## Что нужно сделать
a) Ответьте по фрагменту о Слезкине:
(i) В каком году вышел сборник произведений Слезкина?
(ii) Какая его ранняя повесть была запрещена цензурой?
(iii) В какой город он отправился в 1919 году?
b) Перепишите без изменений часть фрагмента о Слезкине, начиная со слов «Юрий Слезкин» и заканчивая словами «вышел двумя изданиями.».

## Фрагмент документа
◆ ◆ ◆ ◆ ◆ ◆ ◆

Юрий Слезкин

СТОЛОВАЯ ГОРА

Несколько слов об авторе, времени, о романе

Автор предлагаемого романа Юрий Львович Слезкин (1885—1947) ныне почти забыт. В 1981 году, спустя тридцать пять лет после выхода его романа «Брусилов», мне удалось с огромным трудом выпустить сборник его произведений. Сборник разошелся в считанные дни и вышел двумя изданиями.

До революции Слезкин успел стать весьма популярным писателем, выпустил трехтомник своих произведений, его роман «Ольга Орг» вышел несколькими изданиями и был экранизирован.

Сын генерал-лейтенанта, участника Русско-турецкой войны 1877—1878, он не был ярым приверженцем существовавшего в России строя и, несмотря на близость многих своих родственников ко двору и вообще к высшим кругам общества (тетка его была фрейлиной ее императорского величества, а дядя, жандармский генерал, начальником жандармского управления Петербурга),— он стремился во всем разобраться сам, и потому одна из его первых повестей «В волнах прибоя» (1906) о революции 1905 г. была запрещена цензурой, а автор был осужден на год заключения в крепости, от чего его уберегли лишь родственные связи.

После революции первое время он активно участвовал в литературно-общественной жизни Петербурга. И все же, не выдержав испытаний голодом и холодом, в 1919 году отправился на юг, в Чернигов, где на покое доживал свой век его отец. Здесь в ту пору установилась советская власть, и Слезкин пытался с ней сотрудничать, выступал с лекциями, участвовал в театральных постановках. Однако, как часто случалось в те годы, власть скоро переменилась. Белым не понравилась активность молодого писателя при Советах, и тот едва не угодил под расстрел. Заступничество заслуженного отца-генерала на этот раз спасло его от неминуемой гибели. О дальнейших своих довладикавказских приключениях он поведал в своем письме, опубликованном в первом номере за 1921 г. петроградского журнала «Вестник литературы».

◆ ◆ ◆ ◆ ◆ ◆ ◆

## Строки данных
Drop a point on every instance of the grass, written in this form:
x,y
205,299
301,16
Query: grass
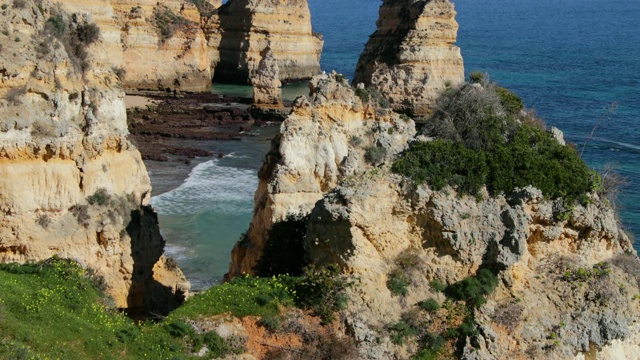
x,y
53,310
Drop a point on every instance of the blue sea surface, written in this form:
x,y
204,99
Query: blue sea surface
x,y
568,59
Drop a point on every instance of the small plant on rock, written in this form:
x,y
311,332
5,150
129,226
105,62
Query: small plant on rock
x,y
430,305
375,155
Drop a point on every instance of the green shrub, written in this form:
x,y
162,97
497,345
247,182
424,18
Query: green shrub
x,y
433,341
363,94
480,144
511,102
398,285
437,285
81,213
400,331
75,40
284,250
430,305
426,354
440,163
322,290
375,154
44,220
271,323
87,34
56,26
100,197
477,76
473,289
178,328
216,344
168,23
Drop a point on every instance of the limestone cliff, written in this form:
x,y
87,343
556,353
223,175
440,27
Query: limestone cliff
x,y
71,184
153,45
266,81
249,26
182,44
325,139
567,286
371,223
411,57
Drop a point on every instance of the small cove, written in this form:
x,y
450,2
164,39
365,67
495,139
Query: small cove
x,y
562,58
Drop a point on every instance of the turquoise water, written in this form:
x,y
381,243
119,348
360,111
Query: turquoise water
x,y
289,91
202,217
568,59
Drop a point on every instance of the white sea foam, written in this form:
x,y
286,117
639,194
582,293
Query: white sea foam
x,y
234,156
177,252
210,187
622,144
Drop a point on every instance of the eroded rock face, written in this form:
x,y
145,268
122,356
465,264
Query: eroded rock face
x,y
565,284
176,45
370,221
71,184
323,141
411,58
266,81
157,45
249,26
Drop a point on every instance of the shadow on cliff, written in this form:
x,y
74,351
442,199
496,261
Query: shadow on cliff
x,y
384,46
235,24
148,297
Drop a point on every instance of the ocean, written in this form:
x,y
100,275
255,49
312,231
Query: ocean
x,y
570,60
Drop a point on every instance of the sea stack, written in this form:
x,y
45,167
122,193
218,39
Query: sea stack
x,y
326,138
71,184
411,57
247,27
266,81
153,46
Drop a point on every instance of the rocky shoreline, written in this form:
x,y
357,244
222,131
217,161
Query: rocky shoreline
x,y
200,116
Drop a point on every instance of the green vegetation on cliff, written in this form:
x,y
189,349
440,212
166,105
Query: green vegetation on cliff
x,y
484,138
53,309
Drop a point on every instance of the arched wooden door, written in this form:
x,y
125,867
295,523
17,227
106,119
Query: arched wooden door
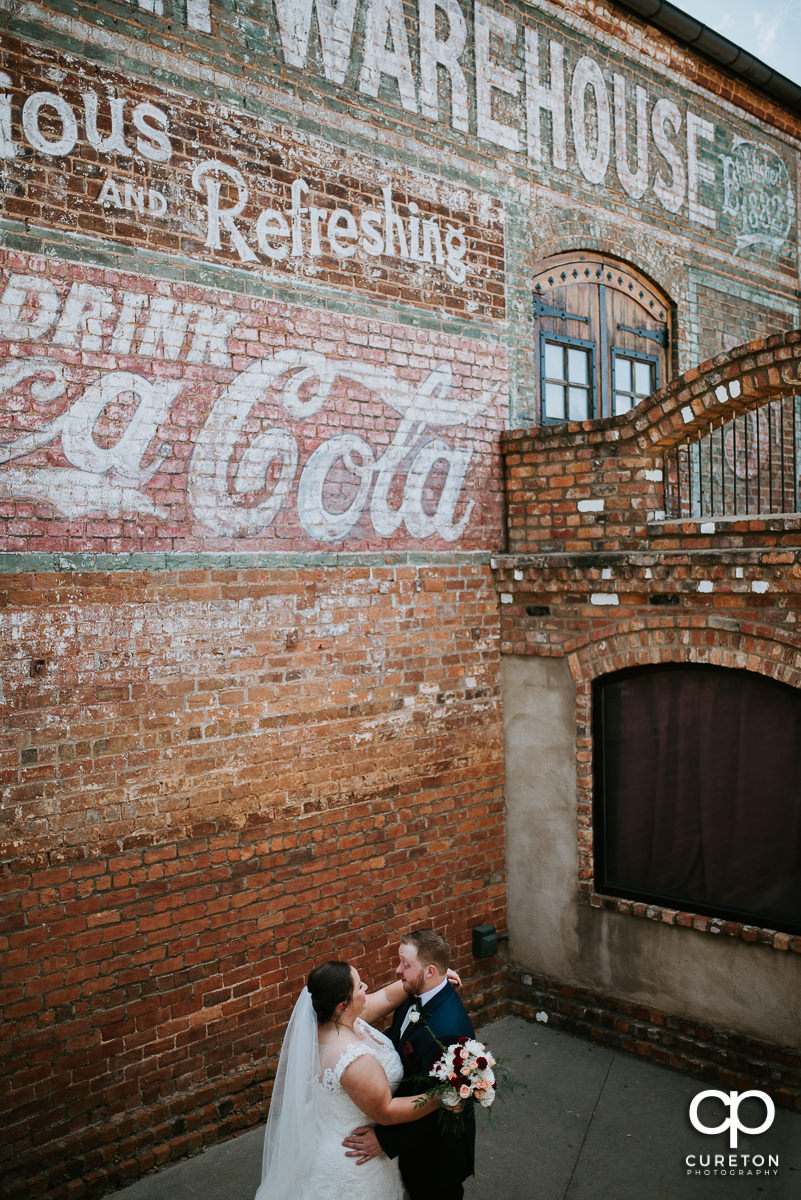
x,y
603,334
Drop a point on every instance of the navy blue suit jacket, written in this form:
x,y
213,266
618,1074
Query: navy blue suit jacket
x,y
428,1157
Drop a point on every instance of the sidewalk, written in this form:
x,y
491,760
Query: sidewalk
x,y
588,1122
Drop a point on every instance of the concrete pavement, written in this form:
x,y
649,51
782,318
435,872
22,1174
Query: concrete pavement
x,y
586,1122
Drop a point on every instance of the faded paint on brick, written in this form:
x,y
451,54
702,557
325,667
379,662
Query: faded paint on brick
x,y
151,417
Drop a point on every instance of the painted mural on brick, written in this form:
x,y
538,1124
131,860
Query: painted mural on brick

◆ ◆ ◆ ◆ ◆ ◆ ◆

## Ответы к заданиям
a)
(i) В 1981 году.
(ii) «В волнах прибоя» (1906).
(iii) В Чернигов.

b)
Юрий Слезкин

СТОЛОВАЯ ГОРА

Несколько слов об авторе, времени, о романе

Автор предлагаемого романа Юрий Львович Слезкин (1885—1947) ныне почти забыт. В 1981 году, спустя тридцать пять лет после выхода его романа «Брусилов», мне удалось с огромным трудом выпустить сборник его произведений. Сборник разошелся в считанные дни и вышел двумя изданиями.